_Passage for review:_
○ ○ ○ ○
Antibiotics named as `greatest medical advance of last 50 years’
London: A new survey has named antibiotics as the most important medical development of the past 50 years.
After antibiotics, vaccination was named the second most important medical development in the poll of more than 650 doctors.
This was followed by the use of CT and MRI scans to help detect disease and the development in Edinburgh of an effective treatment for TB.
The survey was carried ahead of the Royal College of Physicians of Edinburgh`s (RCPE) 50th St Andrew`s Day Festival Symposium.
Although it was discovered 1928, but it was not until the 1960s that antibiotics really took off.
Used to treat diseases caused by bacteria, such as TB, syphilis and pneumonia, the drugs have led to a dramatic decrease in death rates and serious illnesses.
But antibiotics have also had an unwanted side effect, with the emergence of hospital infections such as MRSA, which is resistant to the main antibiotics, and Clostridium difficile, which can be sparked by inappropriate use of the drugs.
○ ○ ○ ○
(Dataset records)

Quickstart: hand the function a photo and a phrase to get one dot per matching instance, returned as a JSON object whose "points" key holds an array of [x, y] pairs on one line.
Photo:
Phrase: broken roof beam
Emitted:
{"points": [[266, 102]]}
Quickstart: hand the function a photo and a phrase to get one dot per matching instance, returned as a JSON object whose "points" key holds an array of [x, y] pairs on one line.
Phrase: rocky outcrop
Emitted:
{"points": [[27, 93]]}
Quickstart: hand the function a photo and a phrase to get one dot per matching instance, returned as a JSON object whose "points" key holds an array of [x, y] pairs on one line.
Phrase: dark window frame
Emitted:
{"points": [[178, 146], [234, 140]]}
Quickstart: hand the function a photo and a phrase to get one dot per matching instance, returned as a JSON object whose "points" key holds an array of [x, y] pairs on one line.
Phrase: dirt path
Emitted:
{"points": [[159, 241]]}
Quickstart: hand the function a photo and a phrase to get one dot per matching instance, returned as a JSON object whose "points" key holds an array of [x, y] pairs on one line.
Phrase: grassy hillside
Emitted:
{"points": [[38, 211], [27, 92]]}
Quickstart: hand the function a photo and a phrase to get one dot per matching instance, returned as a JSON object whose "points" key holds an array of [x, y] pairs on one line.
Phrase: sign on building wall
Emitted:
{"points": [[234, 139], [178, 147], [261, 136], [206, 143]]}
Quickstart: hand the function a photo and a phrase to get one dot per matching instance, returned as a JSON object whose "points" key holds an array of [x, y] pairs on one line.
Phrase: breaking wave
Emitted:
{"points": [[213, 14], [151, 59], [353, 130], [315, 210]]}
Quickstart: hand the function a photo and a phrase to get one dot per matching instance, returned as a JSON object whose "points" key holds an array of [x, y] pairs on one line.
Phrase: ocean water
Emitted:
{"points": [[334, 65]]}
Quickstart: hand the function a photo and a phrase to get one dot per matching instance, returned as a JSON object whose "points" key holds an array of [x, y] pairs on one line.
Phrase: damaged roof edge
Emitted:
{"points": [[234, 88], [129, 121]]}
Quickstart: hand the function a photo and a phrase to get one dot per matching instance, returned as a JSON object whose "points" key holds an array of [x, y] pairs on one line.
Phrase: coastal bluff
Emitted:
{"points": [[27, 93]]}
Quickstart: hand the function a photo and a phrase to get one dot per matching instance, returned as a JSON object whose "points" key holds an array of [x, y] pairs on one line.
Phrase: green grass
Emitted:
○ ○ ○ ○
_Work request 1:_
Summarize the news report on the antibiotics survey in two sentences.
_Work request 2:_
Carry the news report on the antibiotics survey forward from its final sentence.
The items were taken from a separate source.

_Written response 1:_
A poll of more than 650 doctors, carried out ahead of the RCPE's 50th St Andrew's Day Festival Symposium, named antibiotics the most important medical development of the past 50 years, ahead of vaccination, CT and MRI scans, and an effective TB treatment developed in Edinburgh. Antibiotics have greatly reduced death rates and serious illness from bacterial diseases such as TB, syphilis and pneumonia, but an unwanted side effect has been the emergence of hospital infections such as MRSA and Clostridium difficile.

_Written response 2:_
"From the results of this survey it is clear that doctors throughout Scotland, the UK and internationally believe the most important developments to be in relation to the availability of effective antibiotics and vaccination," the Scotsman quoted Neil Dewhurst, of the RCPE, as saying.
"While agreeing with this point, it is also vital that doctors and patients are aware of the dangers of over-using antibiotics and that antibiotics are prescribed safely and wisely in order to reduce the risk of drug resistance and problems like MRSA and C difficult," he said.